Work required: What is needed is an exact copy of the entries below, with every picture left out.

Input:

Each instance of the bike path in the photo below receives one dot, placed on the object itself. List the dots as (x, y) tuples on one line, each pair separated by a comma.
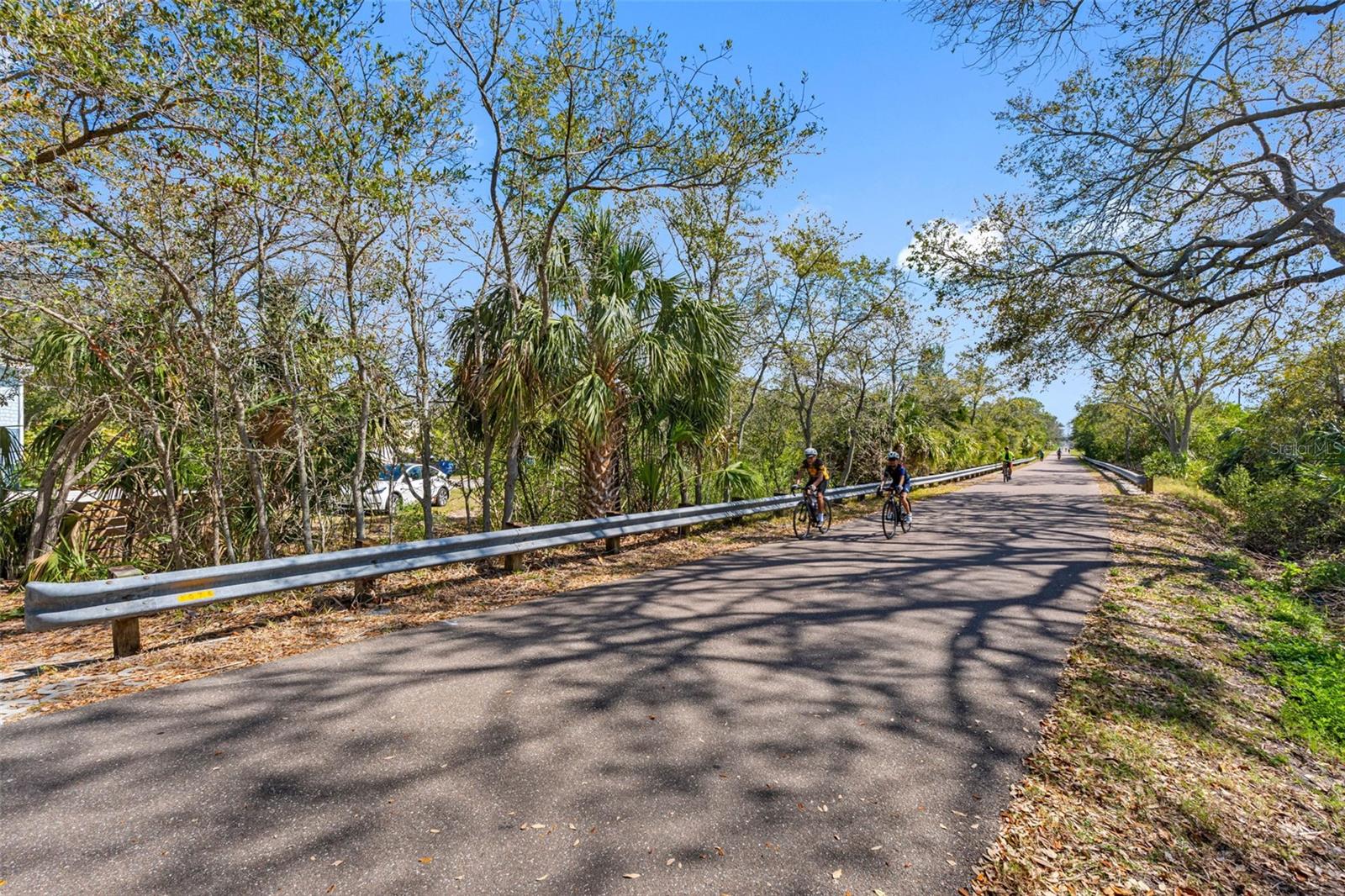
[(752, 723)]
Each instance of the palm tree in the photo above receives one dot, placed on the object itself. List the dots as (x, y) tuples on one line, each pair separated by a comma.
[(625, 342)]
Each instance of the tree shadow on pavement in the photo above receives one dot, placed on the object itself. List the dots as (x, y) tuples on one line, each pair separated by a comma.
[(759, 717)]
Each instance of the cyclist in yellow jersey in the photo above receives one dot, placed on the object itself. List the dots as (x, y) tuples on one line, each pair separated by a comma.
[(817, 477)]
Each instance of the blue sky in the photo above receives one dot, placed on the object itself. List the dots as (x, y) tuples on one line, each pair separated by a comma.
[(910, 128)]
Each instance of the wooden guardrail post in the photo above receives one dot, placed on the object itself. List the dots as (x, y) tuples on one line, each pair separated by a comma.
[(514, 562), (125, 633)]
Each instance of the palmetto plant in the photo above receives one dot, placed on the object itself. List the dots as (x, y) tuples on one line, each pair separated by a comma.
[(625, 340)]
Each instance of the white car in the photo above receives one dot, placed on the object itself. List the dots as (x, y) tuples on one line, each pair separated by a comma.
[(397, 486)]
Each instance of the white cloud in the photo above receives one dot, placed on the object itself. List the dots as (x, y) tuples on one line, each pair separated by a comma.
[(973, 235)]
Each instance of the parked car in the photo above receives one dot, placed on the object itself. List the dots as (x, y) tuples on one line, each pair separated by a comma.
[(398, 485)]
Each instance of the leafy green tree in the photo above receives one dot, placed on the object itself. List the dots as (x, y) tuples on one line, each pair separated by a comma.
[(625, 336), (1188, 156)]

Answer below:
Each instance of the bike path in the photo below receives one dot, placed on the object itself. List the dots as (x, y) tuples on one line, each pair separated by a comma.
[(752, 723)]
Each instance of the palm tree in the photo above receives one dot, placed on the object itself. List the dots as (x, y) tuples on one line, each pair separated by a comma.
[(625, 342)]
Each instance of the tree shadow on pavement in the photo above receives one dot, placed on the object itself. List the dots as (x, y) tuples on one line, each pair separated by a comma.
[(759, 717)]
Each instance of the cyclist in yellow jersey in the photo above receives one dot, placed on the object itself. List the dots as (x, y) tuples on one line, each pair separated by a comma.
[(817, 477)]
Each instance of the blue sky in the photo above receives one dot, placed on the object itself. List the dots as (x, y) tuples on one line, each pair separated by a comma.
[(910, 128)]
Each instance of the wooden guardrail post in the photo above receives one dot, placed on the object itself. List the dots as (x, y) tuples on one line, each pair separated by a comma.
[(514, 562), (125, 633)]
Each instance of the palmetto plant in the photo above receives one dot, placed on the object itself. List the dots as (x, y) tuples on one line, each pair separated by a comma.
[(625, 340)]
Each instance of the white car in the photo above receives one dot, placed on the object itself. List the dots as (x, y) tuples on one line, each pair separated by a comma.
[(397, 486)]
Each instance of the white cloud in the photo above receives one dot, placed on the object itself. List the dots as (x, y) tuples on one line, each pair separated by a comma.
[(973, 235)]
Each instance of the parked car in the photo above receives one dot, placed on the object itself. List the dots as (x, y) tuples on one line, each pair separated by a comma.
[(398, 485)]
Each instance of the leafy green tree in the photo above receives one dot, placed on the object itself. List the dots as (x, y) tuples on one line, each pair separated by a comma.
[(625, 336), (1188, 156)]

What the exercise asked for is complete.